WHAT TO WORK ON →
1. In the text about deepfabric generation, which model does the complete example command select?
2. Decide whether each statement agrees with the text about deepfabric generation. Answer yes or no, and quote the text's deciding words.
(a) The complete example sets the batch size to 8.
(b) Provider changes apply only to the topic tree.
(c) Error reporting includes retry attempts.
3. Carry on the text about deepfabric generation from where it stops.

TEXT SHOWN →
════

Provider and Model Selection¶
Use different providers or models for different components:
Provider changes apply to all components unless overridden in the configuration file. This enables quick experiments with different model capabilities or cost structures.
Complete Example¶
A comprehensive generation command with multiple overrides:
deepfabric generate research-dataset.yaml \
--save-tree research_topics.jsonl \
--dataset-save-as research_examples.jsonl \
--provider anthropic \
--model claude-3-opus \
--degree 4 \
--depth 3 \
--num-steps 200 \
--batch-size 8 \
--temperature 0.8 \
--sys-msg true
This command creates a research dataset with comprehensive topic coverage, high-quality content generation, and systematic organization of all outputs.
Progress Monitoring¶
The generation process provides real-time feedback including:
- Topic tree construction progress with node counts
- Dataset generation status with completion percentages
- Error reporting with retry attempts and failure categorization
- Final statistics including success rates and output file locations
Monitor the process to understand generation bottlenecks and optimize parameters for your specific use case and infrastructure constraints.

════

GIVEN INFORMATION →
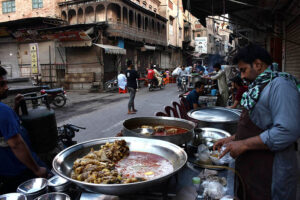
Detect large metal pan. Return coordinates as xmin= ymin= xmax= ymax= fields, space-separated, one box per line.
xmin=188 ymin=107 xmax=241 ymax=134
xmin=123 ymin=117 xmax=196 ymax=145
xmin=52 ymin=137 xmax=187 ymax=195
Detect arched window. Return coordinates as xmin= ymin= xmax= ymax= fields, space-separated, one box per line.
xmin=96 ymin=4 xmax=105 ymax=22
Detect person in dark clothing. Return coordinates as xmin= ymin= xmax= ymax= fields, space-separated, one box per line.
xmin=125 ymin=60 xmax=139 ymax=114
xmin=186 ymin=81 xmax=204 ymax=109
xmin=0 ymin=67 xmax=48 ymax=194
xmin=228 ymin=76 xmax=248 ymax=108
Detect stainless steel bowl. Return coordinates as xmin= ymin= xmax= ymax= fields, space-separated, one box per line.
xmin=53 ymin=137 xmax=187 ymax=195
xmin=35 ymin=192 xmax=71 ymax=200
xmin=199 ymin=127 xmax=230 ymax=148
xmin=17 ymin=178 xmax=48 ymax=200
xmin=123 ymin=117 xmax=196 ymax=145
xmin=0 ymin=193 xmax=27 ymax=200
xmin=48 ymin=175 xmax=71 ymax=192
xmin=188 ymin=107 xmax=241 ymax=134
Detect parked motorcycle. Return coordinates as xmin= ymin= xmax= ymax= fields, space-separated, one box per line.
xmin=148 ymin=78 xmax=165 ymax=91
xmin=57 ymin=124 xmax=85 ymax=149
xmin=41 ymin=86 xmax=67 ymax=108
xmin=104 ymin=78 xmax=118 ymax=92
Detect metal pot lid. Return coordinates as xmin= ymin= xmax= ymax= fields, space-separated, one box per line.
xmin=0 ymin=193 xmax=27 ymax=200
xmin=48 ymin=175 xmax=70 ymax=187
xmin=200 ymin=127 xmax=231 ymax=140
xmin=188 ymin=107 xmax=240 ymax=123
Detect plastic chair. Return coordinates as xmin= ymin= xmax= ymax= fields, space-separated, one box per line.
xmin=165 ymin=106 xmax=180 ymax=118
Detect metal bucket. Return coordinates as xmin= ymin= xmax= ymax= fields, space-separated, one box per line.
xmin=188 ymin=107 xmax=241 ymax=134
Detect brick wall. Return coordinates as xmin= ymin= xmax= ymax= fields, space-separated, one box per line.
xmin=0 ymin=0 xmax=64 ymax=22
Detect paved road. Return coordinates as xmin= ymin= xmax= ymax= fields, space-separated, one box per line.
xmin=56 ymin=84 xmax=179 ymax=142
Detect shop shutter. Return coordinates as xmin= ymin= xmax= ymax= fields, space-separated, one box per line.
xmin=285 ymin=16 xmax=300 ymax=80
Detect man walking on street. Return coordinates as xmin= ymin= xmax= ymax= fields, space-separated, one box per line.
xmin=208 ymin=63 xmax=229 ymax=107
xmin=214 ymin=45 xmax=300 ymax=200
xmin=125 ymin=60 xmax=139 ymax=114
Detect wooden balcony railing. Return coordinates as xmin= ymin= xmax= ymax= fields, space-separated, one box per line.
xmin=107 ymin=21 xmax=167 ymax=46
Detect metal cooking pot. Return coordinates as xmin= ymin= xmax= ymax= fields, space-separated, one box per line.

════

SOLVED PROBLEMS →
1. claude-3-opus

2.
(a) Yes: "--batch-size 8"
(b) No: "Provider changes apply to all components unless overridden in the configuration file."
(c) Yes: "Error reporting with retry attempts and failure categorization"

3.
Error Recovery¶
When generation fails partway through, the system saves intermediate results where possible. Topic trees are saved incrementally, enabling recovery by loading partial results and continuing from the dataset generation stage.
Optimizing Generation Performance
Balance batch-size
with your API rate limits and system resources. Larger batches increase throughput but consume more memory and may trigger rate limiting. Start with smaller batches and increase based on your provider's capabilities and your system's performance characteristics.
Output Validation¶
After generation completes, verify your outputs:
# Check dataset format
head -n 5 your_dataset.jsonl
# Validate JSON structure
python -m json.tool your_dataset.jsonl > /dev/null
# Count generated examples
wc -l your_dataset.jsonl
This validation ensures the generation process completed successfully and produced properly formatted output ready for use in training or evaluation pipelines.